◆ **Material for this task**:

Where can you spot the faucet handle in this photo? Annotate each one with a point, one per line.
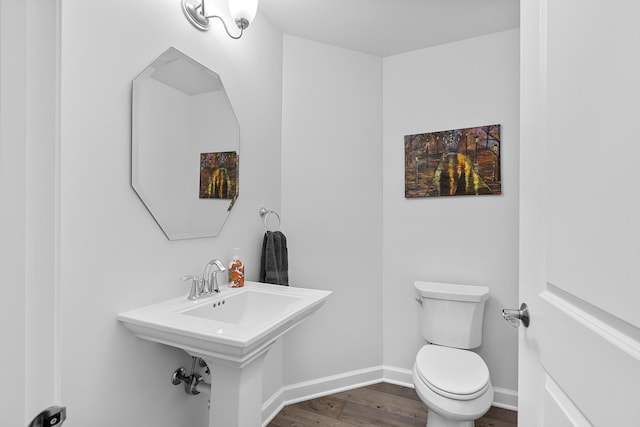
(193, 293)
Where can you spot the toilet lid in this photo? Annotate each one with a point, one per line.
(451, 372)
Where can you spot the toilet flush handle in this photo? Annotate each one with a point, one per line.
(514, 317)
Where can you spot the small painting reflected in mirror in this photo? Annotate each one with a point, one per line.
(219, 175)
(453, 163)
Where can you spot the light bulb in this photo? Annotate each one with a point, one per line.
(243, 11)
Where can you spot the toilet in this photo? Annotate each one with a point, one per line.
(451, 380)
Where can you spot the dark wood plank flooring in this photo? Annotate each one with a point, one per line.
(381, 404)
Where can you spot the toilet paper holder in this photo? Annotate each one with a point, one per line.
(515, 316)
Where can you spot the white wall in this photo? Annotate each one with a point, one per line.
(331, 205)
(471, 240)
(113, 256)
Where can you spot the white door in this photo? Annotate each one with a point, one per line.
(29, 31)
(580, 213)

---

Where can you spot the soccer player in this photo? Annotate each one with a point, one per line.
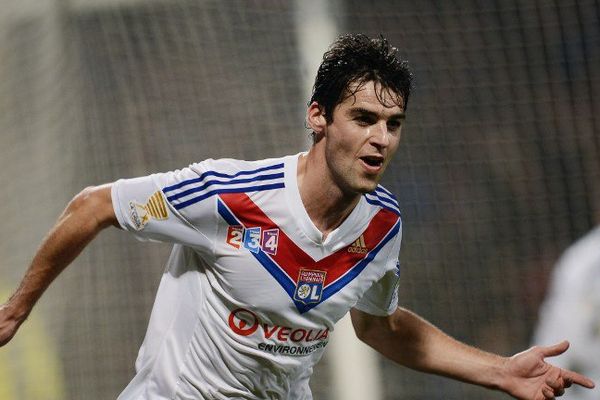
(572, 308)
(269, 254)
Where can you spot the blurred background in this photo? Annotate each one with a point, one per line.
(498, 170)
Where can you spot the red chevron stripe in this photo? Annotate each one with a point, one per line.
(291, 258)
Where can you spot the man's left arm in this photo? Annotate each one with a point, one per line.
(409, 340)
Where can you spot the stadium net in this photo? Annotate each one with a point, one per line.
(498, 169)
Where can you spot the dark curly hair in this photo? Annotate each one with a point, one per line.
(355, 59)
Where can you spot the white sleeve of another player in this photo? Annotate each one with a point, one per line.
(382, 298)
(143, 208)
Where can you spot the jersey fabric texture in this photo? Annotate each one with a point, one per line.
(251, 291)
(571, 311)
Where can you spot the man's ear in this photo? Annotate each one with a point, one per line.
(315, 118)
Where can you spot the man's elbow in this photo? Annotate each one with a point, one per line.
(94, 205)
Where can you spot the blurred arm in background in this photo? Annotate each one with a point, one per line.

◆ **Exercise**:
Retype the stretch of rows from the line containing "Where can you spot the soccer" through the line containing "Where can you spot the blurred arm", including both of those lines, with every word and point unchanged. Leave the pictures out.

◆ **Solution for this task**:
Where can you spot the soccer player in this photo? Annotate each one with a point, one per line.
(572, 308)
(269, 254)
Where can you spot the blurred background in this photo? Annotate each one with a point, one per line.
(498, 170)
Where can you spot the red chevron stripe in this photo? Annotate each one with a point, one per line.
(291, 258)
Where can you spot the man's left arm in this photo? Annotate each one with a point, one per line.
(409, 340)
Where can you spot the stadium net in this photo? Annotate each one with a point, one per line.
(498, 169)
Where can you spot the dark curly hair in this photo? Annotate each one with a point, one per line.
(355, 59)
Where can you spot the white sleeve of another player in this photo? Annotate each one with a point, one per line.
(382, 298)
(143, 208)
Where can you spot the jersey fabric texture in this photo? Annotate each one with a point, one per line.
(251, 291)
(571, 311)
Where can you spot the man's ear in this photo? Annotate each one with a point, one per line.
(315, 118)
Where can you spot the man's elbow in this photo? Annotate each one with a point, one per line.
(94, 205)
Where can you spot the blurred arm in background in this photo? Annotate each one with a point, one per line.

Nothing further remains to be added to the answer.